GIVEN EXERCISE: Please set down the lines below word for word, starting at the line that contains "Where can you see the woman's" and continuing through the last line, both included.

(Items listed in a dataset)

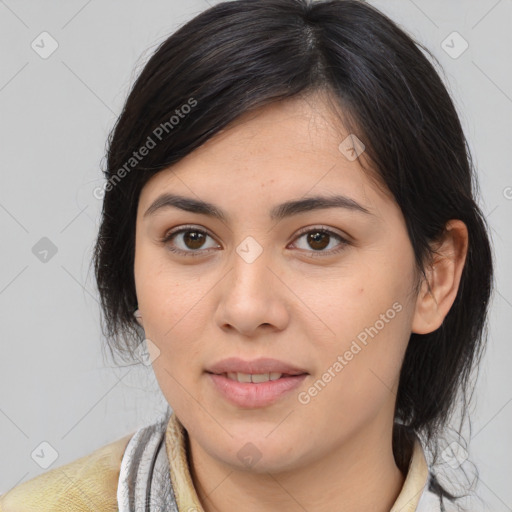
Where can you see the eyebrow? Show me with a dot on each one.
(278, 212)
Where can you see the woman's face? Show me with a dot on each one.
(333, 309)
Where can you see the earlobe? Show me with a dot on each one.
(439, 289)
(138, 317)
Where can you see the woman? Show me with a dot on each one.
(290, 224)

REPLY TO THE EXERCISE:
Where can you see the woman's face? Show me with a dot on each one.
(333, 309)
Where can you see the earlobe? Show me with a dot on each one.
(439, 289)
(138, 317)
Where can you see the woman? Show me with a dot on each one.
(290, 224)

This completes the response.